Письменное задание A –
Перепишите часть текста о переписке Чуковской и Самойлова между словами "Люди и события, составляющие" и "дома — Корнея Чуковского." включительно, заменив "трагедии и победы" на "беды и радости".
Письменное задание B –
Ответьте по тексту о переписке Чуковской и Самойлова:
(i) Какой дом-музей создала Л. К. Чуковская?
(ii) Какие стихи Самойлова, по словам Чуковской, ей не нравятся?
(iii) Как Самойлов называет литературу, которую создает Чуковская, в письме от 27 ноября 1978 года?
Письменное задание C –
Продолжите текст о переписке Чуковской и Самойлова, начиная сразу после его последнего предложения.

== Фрагмент документа

Люди и события, составляющие важный душевный “фон” их жизненных судеб, непрерывно “переходят” из письма в письмо, по нескольку раз переживаются и проживаются в себе и к концу обмена посланиями превращаются в переживаемые сообща трагедии и победы. Из людей назову: поэта, переводчика, литературоведа и друга обоих корреспондентов Анатолия Якобсона (бесконечная боль Чуковской и Самойлова), писателей Льва Копелева и Л. Пантелеева, А. Д. Сахарова. Из локальных событий, “выпирающих” из декораций времени, — нелегкую судьбу самодеятельного дома-музея в Переделкине, созданного Л. К. Чуковской… Отмечу также, что в двух письмах Чуковской присутствует трагически-исчерпывающий портрет хозяина этого дома — Корнея Чуковского.
И само собой, временами явственно чувствуется понимание незримого присутствия перлюстраторов. Впрочем, о них оба собеседника задумываются, кажется, лишь когда появляется возможность опасного для другого , не для себя.
Вот некоторые темы, которые (весьма условно, конечно) можно “выбрать” из их эпистолярных бесед.
О творчестве друг друга:
Д. С. Самойлов — Л. К. Чуковской: “Никто из известных мне в наше время писателей не обладает лучшей „художественной памятью”. Я думаю, что Вы не рассердитесь, — но у меня ощущение, что Вы пишете все прекраснее — свободнее. Хотелось бы, чтобы это продолжалось и максимальное число лиц было изображено Вами с той же мерой личного переживания и с доброжелательной беспощадностью — так, как написана книга о Корнее Ивановиче (“Памяти детства”; впервые по-русски была издана за границей. — П. К. )” (26 июня 1972 года).
Л. К. Чуковская — Д. С. Самойлову: “„Постепенно становится мной” — стихи Ваши давно уже стали мной, и я, перелистывая книгу, вспоминаю не только их, а где, когда, от кого, при ком услышали звук. Вот этот. И вот тот” (2 февраля 1973 года).
“А „Стареющий Дон Жуан” — нет, не нравится мне. Просто очень чужая мне мысль, а стихи верно хорошие. Не знаю. У меня нет способности чувствовать старость” (11 июня 1976 года).
Д. С. Самойлов — Л. К. Чуковской: “И проза и стихи (ее, Л. К. Чуковской. — П. К. ) производят огромное впечатление, сумма которого — художественность. Это литература особого рода. Ее можно назвать — поэзия личности. Ибо с личности здесь все начинается и ею кончается. Вы скажете, что в любой отрасли художества все начинается с личности. Это верно. Но обычно личность — начало, от нее идут лучи в разные стороны. У Вас — кольцо. Может быть, так можно сказать (с точки зрения читателя): обычно в персонажах или героях произведения ищешь сперва себя, потом автора. У Вас ищешь только Вас. У Вас во всем, во всей ткани прозы и стихов — автор и авторство. Вы — нечто противоположное фольклору” (27 ноября 1978 года).

====
== Исходные данные

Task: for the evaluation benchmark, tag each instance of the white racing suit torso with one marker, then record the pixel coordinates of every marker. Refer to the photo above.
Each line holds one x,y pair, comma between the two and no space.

====

Ответ к заданию A –
Люди и события, составляющие важный душевный “фон” их жизненных судеб, непрерывно “переходят” из письма в письмо, по нескольку раз переживаются и проживаются в себе и к концу обмена посланиями превращаются в переживаемые сообща беды и радости. Из людей назову: поэта, переводчика, литературоведа и друга обоих корреспондентов Анатолия Якобсона (бесконечная боль Чуковской и Самойлова), писателей Льва Копелева и Л. Пантелеева, А. Д. Сахарова. Из локальных событий, “выпирающих” из декораций времени, — нелегкую судьбу самодеятельного дома-музея в Переделкине, созданного Л. К. Чуковской… Отмечу также, что в двух письмах Чуковской присутствует трагически-исчерпывающий портрет хозяина этого дома — Корнея Чуковского.

Ответ к заданию B –
(i) Самодеятельный дом-музей в Переделкине.
(ii) «Стареющий Дон Жуан».
(iii) Поэзия личности.

Ответ к заданию C –
Л. К. Чуковская — Д. С. Самойлову: “<…> „Беатриче” — чудо. И как хорошо мне было вдруг, среди бестолкового, бесконечного, больного и тревожного дня (выслушав по телефону очередную распространяемую клевету: „наследники Чуковского цепляются за дачу из корыстных побуждений”), — каким благом был для меня этот внезапный поток — не знаю, как определить, чего — этот благодатный ливень! И как же Вы, дорогой Давид Самойлович, можете не ощущать счастья, создав такие стихи? Правда, счастливыми их не назовешь. Они — плод отчаянья. Но это то отчаяние, которое излучает свет” (23 декабря 1985 года).
О других литераторах и чужих сочинениях:
Л. К. Чуковская — Д. С. Самойлову: “Вы мне рекомендовали [Валентина] Распутина. Мне многие рекомендовали Распутина, но именно Ваше слово подвигло меня на чтение. Правда, „Матеру” мне не достали. Но „Живи и помни” я — из-за Вас! — одолела. Жива осталась, помнить не буду. Да ведь это морковный кофе, фальшивка, с приправой дешевой достоевщины, неужели Вам это нравится? Я никогда не была на Ангаре, но чуть не на каждой странице мне хотелось кричать: „Не верю! не верю! ” — по Станиславскому.
Разговоры баб совершенно на уровне панферовских „Давайте-ка, бабоньки, подмогнем нашим мужикам”. Ну, ему известно, что в Сибири вместо „что” говорят „чо” и вместо „забора” — „заплот”; он и вставляет. А синтаксис вялый, безмускульный, боборыкинский. „Переживаниям” Настены нет конца и краю; читаешь через абзац, через страницу, через главу; все ждешь, когда она прямо скажет: „Ох, бабоньки, я так переживаю”. Нет ведь, тянется тягомотина верстами, хотя схема и конец заданы с первого звука. Пейзане ломаются на сцене с фальшивыми монологами. Узнав, что жена забеременела, муж произносит длинный монолог на тему: „Это ж кровь моя дальше пошла”. И Вы — верите? Он долго развивает эту тему: жил до сих пор зря, а теперь „кровь моя дальше пошла”.